→ Problems and tasks
1. List every image file format named in the text on JPEG and PNG compression.
2. Transcribe the records word for word, starting with the line that contains "handbag with one point per instance." and going on through the end of the records.

→ Quoted text
↓
The (lossy) encoding used by JPEG (discrete cosine transformation) is great for natural images (photo-like). It is very good at encoding gradients and smooth transitions. In these cases it can be preferable to PNG, producing smaller files (depending on your encoding engines).

 

However, if your image contains significant detail in lines or edges (eg, text, diagrams, screenshots), then JPEG with any compress will rapidly make that information illegible. Before PNG we'd use a lossless encoding such as GIF or TIFF for these1.

 

Maps contain significant detail in lines and edges, so PNG is more appropriate than JPEG.

 

If EL's in-game maps are intended to contain details of this type as well, then use PNG rather than JPEG2.

 

 

 

Illustration from Wikipedia entry on JPEG:

This image shows the pixels that are different between a non-compressed image and the same image JPEG compressed with a quality of 50%. Darker means a larger difference. Note especially the changes occurring near sharp edges and having a block-like shape.
↑
→ Coordinate labeling data
↓
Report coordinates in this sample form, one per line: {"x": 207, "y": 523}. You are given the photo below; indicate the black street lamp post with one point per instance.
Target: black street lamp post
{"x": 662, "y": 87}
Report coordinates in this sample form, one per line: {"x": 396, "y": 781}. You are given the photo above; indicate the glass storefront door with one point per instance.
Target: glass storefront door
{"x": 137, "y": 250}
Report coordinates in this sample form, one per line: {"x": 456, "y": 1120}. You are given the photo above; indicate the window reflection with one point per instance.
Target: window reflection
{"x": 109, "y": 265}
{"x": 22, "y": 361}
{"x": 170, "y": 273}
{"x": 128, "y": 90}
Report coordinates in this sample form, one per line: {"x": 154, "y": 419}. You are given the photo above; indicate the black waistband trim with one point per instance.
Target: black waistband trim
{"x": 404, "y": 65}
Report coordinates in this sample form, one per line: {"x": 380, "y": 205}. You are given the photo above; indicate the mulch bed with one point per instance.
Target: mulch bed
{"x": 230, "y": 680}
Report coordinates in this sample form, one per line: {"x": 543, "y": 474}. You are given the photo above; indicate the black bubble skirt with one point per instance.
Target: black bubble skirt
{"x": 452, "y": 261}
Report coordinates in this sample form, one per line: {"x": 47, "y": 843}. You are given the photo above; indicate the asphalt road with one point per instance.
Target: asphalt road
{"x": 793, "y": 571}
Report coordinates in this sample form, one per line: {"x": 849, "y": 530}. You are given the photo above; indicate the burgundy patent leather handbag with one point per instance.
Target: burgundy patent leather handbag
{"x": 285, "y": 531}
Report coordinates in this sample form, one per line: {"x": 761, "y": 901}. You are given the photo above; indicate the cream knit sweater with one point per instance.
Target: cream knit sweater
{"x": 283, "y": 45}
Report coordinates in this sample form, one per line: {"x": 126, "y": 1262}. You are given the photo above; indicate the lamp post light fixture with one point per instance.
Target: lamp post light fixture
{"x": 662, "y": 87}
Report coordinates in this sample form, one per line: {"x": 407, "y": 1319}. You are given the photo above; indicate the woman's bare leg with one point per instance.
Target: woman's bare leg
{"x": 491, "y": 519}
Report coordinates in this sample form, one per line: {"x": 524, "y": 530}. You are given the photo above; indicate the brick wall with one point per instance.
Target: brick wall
↑
→ Responses in order
1. JPEG, PNG, GIF, TIFF

2.
Report coordinates in this sample form, one per line: {"x": 849, "y": 530}. You are given the photo above; indicate the burgundy patent leather handbag with one point per instance.
Target: burgundy patent leather handbag
{"x": 285, "y": 531}
Report coordinates in this sample form, one per line: {"x": 761, "y": 901}. You are given the photo above; indicate the cream knit sweater with one point per instance.
Target: cream knit sweater
{"x": 283, "y": 45}
Report coordinates in this sample form, one per line: {"x": 126, "y": 1262}. You are given the photo above; indicate the lamp post light fixture with one point per instance.
Target: lamp post light fixture
{"x": 662, "y": 87}
Report coordinates in this sample form, one per line: {"x": 407, "y": 1319}. You are given the photo above; indicate the woman's bare leg with one point per instance.
Target: woman's bare leg
{"x": 491, "y": 519}
Report coordinates in this sample form, one per line: {"x": 524, "y": 530}. You are given the photo above; indicate the brick wall with one point per instance.
Target: brick wall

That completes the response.